## WRITTEN PROBLEM
Reproduce each of the items below line for line, omitting the pictures.

==============================

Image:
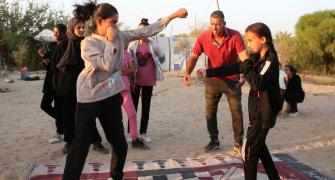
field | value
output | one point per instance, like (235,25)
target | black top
(263,77)
(294,84)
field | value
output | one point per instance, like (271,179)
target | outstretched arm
(192,61)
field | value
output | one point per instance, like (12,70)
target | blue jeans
(214,88)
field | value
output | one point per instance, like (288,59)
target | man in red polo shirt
(222,46)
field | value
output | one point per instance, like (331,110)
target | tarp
(213,167)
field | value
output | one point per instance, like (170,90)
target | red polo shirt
(220,55)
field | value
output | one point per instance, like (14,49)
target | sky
(278,15)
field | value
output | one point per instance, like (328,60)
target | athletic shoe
(66,148)
(212,146)
(56,139)
(97,146)
(237,148)
(137,143)
(145,138)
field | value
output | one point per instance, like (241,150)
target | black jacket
(47,85)
(264,100)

==============================

## FINISHED TASK
Image:
field | value
output | one point per instance, like (235,25)
target | black top
(263,77)
(294,84)
field | value
output | one point per instance, like (271,179)
target | outstretched arm
(192,61)
field | value
output | one point per instance, like (12,70)
target | blue jeans
(214,88)
field | value
output | one point per instance, like (288,59)
target | man in red polo shirt
(222,46)
field | value
output | one point per instance, like (331,110)
target | tarp
(213,167)
field | value
output | one point per instance, like (170,90)
target | red polo shirt
(220,55)
field | value
output | one point per instance, like (14,49)
target | sky
(278,15)
field | value
output | one point per instance, like (328,60)
target | athletic shoe
(66,148)
(212,146)
(56,139)
(97,146)
(237,148)
(137,143)
(145,138)
field | value
output | one point per instance, like (241,150)
target | black jacket
(47,85)
(264,100)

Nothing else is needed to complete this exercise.